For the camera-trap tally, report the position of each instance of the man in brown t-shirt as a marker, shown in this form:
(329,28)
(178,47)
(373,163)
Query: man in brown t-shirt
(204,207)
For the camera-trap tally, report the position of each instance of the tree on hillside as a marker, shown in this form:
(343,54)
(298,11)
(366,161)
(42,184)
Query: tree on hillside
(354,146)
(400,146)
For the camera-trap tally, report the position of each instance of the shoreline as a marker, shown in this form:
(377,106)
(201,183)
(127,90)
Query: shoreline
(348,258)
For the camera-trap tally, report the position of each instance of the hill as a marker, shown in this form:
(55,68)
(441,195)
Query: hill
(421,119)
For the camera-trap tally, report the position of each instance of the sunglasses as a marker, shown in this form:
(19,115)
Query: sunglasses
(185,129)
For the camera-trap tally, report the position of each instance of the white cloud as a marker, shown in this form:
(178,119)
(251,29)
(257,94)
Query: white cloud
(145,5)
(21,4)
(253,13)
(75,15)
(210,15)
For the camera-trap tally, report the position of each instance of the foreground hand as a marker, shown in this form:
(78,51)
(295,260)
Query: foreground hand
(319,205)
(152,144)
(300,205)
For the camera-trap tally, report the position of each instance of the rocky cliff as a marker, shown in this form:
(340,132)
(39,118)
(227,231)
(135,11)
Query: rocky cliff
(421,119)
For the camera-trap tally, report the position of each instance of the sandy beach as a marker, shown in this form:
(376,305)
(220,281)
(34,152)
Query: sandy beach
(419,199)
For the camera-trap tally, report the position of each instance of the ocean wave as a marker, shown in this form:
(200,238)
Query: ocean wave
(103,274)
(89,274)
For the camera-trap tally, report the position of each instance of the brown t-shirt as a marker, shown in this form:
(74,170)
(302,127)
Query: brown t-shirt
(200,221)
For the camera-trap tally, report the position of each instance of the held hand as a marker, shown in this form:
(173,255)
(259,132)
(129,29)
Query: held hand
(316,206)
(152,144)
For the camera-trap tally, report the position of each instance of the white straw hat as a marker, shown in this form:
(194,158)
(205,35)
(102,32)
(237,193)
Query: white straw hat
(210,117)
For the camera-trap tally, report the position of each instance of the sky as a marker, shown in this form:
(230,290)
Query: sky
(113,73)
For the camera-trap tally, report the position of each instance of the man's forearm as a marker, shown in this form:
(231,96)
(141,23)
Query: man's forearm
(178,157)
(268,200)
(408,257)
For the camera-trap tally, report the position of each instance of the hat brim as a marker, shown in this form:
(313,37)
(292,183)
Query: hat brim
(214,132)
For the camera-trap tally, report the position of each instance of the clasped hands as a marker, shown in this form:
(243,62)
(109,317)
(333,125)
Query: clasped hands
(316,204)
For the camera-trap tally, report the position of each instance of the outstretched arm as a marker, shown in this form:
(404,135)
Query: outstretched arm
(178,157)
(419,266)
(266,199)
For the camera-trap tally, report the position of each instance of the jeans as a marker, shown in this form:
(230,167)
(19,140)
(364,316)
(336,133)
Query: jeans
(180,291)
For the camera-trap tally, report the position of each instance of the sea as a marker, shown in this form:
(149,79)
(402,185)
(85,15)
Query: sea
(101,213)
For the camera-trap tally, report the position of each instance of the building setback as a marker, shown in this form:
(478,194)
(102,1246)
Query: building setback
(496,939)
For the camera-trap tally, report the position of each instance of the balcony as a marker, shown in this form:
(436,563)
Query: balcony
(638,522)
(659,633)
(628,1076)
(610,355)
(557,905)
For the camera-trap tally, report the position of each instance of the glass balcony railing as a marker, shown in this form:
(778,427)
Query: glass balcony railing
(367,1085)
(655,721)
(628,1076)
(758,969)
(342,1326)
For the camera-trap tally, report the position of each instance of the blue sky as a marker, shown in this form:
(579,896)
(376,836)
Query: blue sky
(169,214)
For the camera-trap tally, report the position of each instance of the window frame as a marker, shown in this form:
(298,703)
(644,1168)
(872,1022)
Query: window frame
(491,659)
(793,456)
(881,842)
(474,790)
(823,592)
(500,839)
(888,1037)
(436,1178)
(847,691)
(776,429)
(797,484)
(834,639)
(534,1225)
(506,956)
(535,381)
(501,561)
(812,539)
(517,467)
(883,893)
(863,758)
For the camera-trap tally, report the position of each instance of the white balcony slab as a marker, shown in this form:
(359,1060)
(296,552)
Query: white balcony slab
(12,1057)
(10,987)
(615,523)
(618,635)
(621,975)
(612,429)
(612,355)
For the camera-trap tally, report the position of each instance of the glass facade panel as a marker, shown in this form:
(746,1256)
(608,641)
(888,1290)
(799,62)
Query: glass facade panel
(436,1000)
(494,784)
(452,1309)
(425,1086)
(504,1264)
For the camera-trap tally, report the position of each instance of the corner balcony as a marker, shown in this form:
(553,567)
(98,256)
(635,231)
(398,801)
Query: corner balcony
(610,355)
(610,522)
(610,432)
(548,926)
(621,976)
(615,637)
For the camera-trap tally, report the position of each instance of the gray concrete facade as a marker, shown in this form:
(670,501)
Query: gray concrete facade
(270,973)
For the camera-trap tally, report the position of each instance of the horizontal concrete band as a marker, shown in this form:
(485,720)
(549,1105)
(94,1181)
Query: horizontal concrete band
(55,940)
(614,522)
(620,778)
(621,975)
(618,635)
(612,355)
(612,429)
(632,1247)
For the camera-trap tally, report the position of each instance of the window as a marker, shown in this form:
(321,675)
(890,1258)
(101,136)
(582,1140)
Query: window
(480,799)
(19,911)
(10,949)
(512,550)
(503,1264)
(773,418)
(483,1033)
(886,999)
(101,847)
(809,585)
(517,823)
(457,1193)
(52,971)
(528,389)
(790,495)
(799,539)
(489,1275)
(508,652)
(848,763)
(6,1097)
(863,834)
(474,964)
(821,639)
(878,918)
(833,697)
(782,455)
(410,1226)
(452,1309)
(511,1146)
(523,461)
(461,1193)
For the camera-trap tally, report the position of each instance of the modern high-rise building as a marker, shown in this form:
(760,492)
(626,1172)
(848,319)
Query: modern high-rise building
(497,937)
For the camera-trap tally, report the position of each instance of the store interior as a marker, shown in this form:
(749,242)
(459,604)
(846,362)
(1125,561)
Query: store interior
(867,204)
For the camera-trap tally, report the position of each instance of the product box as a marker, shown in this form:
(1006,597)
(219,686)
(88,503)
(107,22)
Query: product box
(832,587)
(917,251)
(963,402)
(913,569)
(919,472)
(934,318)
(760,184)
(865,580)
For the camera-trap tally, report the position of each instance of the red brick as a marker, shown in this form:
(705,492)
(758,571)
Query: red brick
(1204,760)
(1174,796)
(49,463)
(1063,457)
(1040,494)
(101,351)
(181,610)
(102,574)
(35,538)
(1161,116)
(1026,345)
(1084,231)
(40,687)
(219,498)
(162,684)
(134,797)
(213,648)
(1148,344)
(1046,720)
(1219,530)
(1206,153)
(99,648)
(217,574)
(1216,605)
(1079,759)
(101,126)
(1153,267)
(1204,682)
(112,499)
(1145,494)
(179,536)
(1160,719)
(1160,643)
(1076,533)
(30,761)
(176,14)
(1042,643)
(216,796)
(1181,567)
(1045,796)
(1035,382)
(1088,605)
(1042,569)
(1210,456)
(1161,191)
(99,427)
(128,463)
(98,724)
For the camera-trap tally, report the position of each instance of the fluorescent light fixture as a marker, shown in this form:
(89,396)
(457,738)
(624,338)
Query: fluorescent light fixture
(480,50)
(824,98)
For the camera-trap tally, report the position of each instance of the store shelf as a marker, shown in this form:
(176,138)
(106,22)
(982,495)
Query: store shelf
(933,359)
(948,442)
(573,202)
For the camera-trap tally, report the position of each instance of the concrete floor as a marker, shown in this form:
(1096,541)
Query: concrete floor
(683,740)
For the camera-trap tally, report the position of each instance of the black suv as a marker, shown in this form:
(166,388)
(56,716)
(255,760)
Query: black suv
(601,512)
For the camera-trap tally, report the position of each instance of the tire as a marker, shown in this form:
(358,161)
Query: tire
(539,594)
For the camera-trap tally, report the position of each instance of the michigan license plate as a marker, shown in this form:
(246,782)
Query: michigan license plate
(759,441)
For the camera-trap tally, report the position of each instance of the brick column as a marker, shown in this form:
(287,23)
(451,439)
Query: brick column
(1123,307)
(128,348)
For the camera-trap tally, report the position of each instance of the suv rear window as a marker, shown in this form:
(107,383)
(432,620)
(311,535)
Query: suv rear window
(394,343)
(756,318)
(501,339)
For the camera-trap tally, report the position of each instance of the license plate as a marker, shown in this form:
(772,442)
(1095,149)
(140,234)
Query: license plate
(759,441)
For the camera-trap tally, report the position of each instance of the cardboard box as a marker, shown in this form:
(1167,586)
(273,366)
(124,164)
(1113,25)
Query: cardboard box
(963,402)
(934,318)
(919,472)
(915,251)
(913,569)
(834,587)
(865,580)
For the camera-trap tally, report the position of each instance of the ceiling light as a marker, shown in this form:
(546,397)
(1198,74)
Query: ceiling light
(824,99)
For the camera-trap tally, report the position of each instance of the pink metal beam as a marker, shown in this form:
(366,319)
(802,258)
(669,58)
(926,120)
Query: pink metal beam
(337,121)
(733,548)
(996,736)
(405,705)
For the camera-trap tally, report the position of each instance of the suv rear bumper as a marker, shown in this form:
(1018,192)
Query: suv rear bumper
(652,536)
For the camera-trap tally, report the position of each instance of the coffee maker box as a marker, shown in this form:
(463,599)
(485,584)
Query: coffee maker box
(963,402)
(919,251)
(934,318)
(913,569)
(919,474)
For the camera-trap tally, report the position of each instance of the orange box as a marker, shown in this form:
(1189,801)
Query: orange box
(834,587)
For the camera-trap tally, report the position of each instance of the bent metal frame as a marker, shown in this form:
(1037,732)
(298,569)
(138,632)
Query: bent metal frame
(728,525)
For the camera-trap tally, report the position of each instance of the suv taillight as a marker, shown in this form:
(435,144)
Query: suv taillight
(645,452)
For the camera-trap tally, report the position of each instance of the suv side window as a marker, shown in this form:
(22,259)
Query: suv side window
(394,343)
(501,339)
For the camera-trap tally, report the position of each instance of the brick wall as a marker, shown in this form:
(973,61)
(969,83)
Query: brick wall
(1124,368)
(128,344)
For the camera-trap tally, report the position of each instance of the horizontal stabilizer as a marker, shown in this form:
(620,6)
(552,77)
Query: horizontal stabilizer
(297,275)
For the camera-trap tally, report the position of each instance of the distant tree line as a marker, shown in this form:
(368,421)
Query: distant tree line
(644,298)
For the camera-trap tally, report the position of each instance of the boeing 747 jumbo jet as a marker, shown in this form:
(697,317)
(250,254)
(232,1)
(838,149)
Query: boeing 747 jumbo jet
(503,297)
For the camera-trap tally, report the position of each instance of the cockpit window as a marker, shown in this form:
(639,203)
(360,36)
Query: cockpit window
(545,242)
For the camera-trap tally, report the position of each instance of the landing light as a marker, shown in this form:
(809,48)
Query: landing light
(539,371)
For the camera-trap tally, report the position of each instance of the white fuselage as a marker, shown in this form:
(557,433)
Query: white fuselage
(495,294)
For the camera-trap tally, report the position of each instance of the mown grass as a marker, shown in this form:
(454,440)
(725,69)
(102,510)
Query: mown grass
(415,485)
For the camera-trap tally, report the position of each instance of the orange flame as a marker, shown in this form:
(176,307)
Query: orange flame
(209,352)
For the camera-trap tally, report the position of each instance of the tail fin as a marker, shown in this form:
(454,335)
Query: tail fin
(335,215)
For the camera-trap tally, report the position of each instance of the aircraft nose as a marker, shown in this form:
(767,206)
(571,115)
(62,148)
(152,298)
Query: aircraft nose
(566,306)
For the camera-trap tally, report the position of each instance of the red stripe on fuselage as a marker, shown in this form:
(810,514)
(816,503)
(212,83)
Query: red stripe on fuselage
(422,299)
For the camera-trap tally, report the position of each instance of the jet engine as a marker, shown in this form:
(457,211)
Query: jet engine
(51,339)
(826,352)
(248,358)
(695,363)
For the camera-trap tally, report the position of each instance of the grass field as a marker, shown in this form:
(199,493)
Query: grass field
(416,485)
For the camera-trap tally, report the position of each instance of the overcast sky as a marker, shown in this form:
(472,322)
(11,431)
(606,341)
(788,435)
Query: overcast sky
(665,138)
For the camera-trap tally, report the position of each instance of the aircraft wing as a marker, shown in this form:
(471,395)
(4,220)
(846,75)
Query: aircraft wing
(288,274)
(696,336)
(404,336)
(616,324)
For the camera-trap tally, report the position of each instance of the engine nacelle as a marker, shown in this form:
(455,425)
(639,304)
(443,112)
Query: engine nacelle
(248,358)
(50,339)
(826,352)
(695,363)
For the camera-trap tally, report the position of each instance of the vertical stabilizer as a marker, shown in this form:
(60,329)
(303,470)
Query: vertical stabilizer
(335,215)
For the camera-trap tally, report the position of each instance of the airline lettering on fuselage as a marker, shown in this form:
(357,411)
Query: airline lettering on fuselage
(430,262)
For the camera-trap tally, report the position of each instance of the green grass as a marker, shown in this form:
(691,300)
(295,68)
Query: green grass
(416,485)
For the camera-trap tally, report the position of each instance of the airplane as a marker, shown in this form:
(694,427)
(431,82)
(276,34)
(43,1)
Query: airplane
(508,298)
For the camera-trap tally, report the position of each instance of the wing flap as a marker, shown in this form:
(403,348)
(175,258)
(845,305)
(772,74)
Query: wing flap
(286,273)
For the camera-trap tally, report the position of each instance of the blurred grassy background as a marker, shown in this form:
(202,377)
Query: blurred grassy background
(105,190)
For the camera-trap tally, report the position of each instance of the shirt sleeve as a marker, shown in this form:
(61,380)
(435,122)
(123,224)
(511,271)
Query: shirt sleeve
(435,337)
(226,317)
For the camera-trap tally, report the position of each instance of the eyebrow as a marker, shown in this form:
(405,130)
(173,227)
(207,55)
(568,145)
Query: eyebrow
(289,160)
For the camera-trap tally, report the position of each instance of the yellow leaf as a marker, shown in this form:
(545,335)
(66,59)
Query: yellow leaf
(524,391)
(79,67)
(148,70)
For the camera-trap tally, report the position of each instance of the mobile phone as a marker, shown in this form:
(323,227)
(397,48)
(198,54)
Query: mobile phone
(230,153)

◆ STATED GOAL: Only the lines from the one containing "of the eyebrow" to the end of the records should be repeated, exactly as they appear.

◆ ANSWER:
For the camera-trap tally, report the position of each instance of the eyebrow as a marker, shown in this form:
(405,130)
(173,227)
(207,55)
(568,145)
Query: eyebrow
(289,160)
For the camera-trap tally, report the position of each instance of the yellow leaf as a marker, shown in this form:
(545,335)
(66,59)
Query: yellow leaf
(524,391)
(79,67)
(148,70)
For the camera-trap tally, report the position of each instance of the mobile phone as a marker, shown in this form:
(323,227)
(397,48)
(198,54)
Query: mobile phone
(230,153)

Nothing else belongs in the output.